Given exercise:
In the data below, find the line containing "the red baseball"; reproduce that line and all subsequent lines exactly, and nothing else.
────────────────────
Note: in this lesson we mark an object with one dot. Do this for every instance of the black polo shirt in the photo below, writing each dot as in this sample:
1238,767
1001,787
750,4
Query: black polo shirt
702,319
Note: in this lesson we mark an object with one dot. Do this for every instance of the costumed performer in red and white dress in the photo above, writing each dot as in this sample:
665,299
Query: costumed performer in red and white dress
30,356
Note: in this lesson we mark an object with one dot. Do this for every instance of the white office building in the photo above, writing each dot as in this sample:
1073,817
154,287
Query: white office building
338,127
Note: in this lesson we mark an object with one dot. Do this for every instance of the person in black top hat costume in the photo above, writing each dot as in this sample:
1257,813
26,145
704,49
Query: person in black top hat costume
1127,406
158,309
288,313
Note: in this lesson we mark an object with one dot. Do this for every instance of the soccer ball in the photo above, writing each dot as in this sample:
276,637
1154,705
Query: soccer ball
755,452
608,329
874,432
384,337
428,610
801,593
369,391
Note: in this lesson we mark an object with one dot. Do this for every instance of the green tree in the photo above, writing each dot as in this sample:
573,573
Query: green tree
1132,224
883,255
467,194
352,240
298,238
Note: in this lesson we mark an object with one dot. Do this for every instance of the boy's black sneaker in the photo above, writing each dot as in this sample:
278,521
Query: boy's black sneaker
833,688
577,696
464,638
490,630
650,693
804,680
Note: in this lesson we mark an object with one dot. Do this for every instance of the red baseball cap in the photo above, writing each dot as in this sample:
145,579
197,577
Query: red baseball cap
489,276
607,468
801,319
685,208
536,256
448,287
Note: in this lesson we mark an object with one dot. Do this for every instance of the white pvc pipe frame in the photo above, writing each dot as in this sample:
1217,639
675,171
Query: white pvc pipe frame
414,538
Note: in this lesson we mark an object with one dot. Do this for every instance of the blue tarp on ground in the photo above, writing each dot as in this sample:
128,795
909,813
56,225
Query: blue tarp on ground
────────────────────
Output for this task:
Note: in this lesson we mark an object with one dot. Do this for every instance of the red baseball cap in the photo above, writing each dot as in this sample:
145,579
197,577
Query: red baseball cap
489,276
607,468
801,319
685,208
536,256
448,287
Note: in this lesson we mark an object with one dot. Do this for every instance of the white pvc pipe frame in the photo above, writing each dot as in this sample:
1217,639
675,171
Query: white pvc pipe frame
414,538
Note: in this lesson we mark an object with one dot. Do this for every instance of the blue tarp on ground in the photo above, writing each dot as in this sample:
128,795
909,813
56,225
Query: blue tarp on ground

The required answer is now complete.